--- Requirement ---
Copy the records below word for word, leaving out the pictures.

--- Supplied records ---
====

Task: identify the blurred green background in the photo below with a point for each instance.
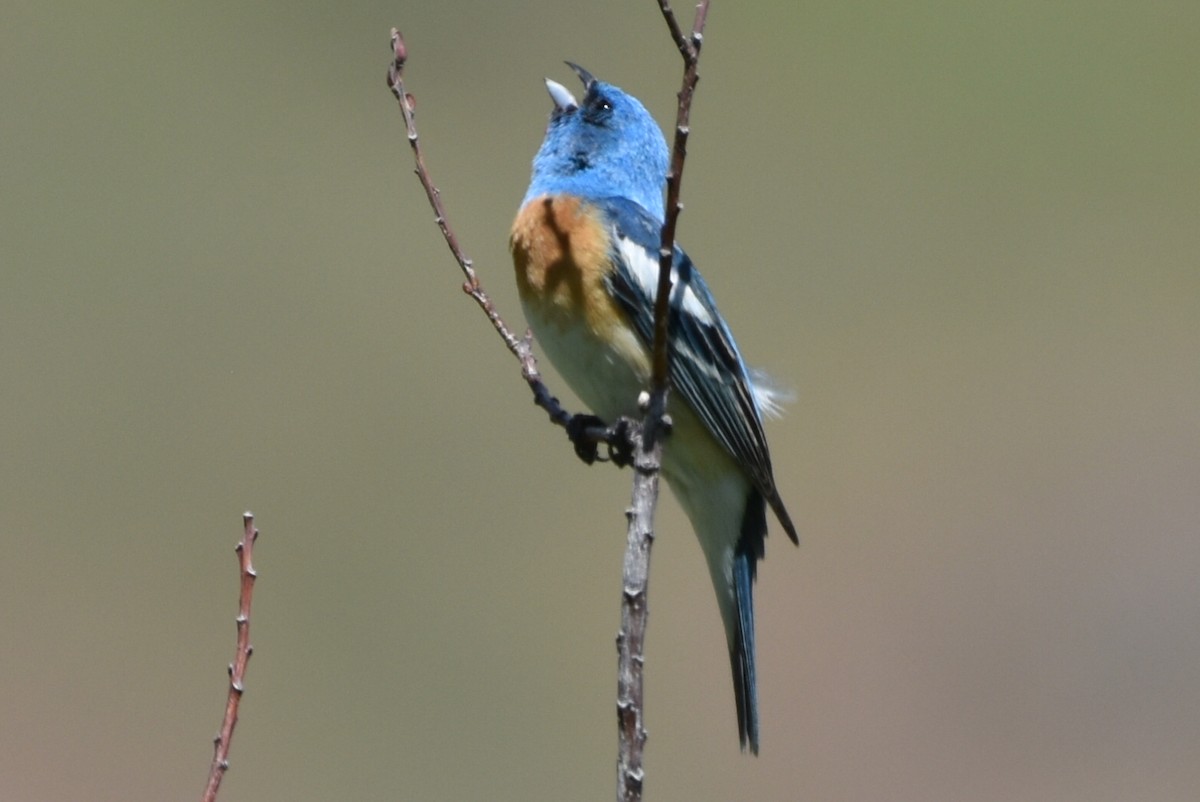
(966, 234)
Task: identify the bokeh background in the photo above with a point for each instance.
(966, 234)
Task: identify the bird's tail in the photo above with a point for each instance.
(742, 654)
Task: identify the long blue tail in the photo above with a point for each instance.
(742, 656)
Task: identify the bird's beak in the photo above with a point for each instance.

====

--- Complete output ---
Task: identify the blurred green background in the photo below with a point for each instance.
(966, 234)
Task: identify the bokeh background in the photo above with a point for each instance.
(966, 234)
Task: identify the bird's tail in the photo above with a point for each instance.
(742, 654)
Task: identify the long blue tail in the photo above with a point for each instance.
(742, 656)
Task: identify the bird's beak in the photo above with a point for each instance.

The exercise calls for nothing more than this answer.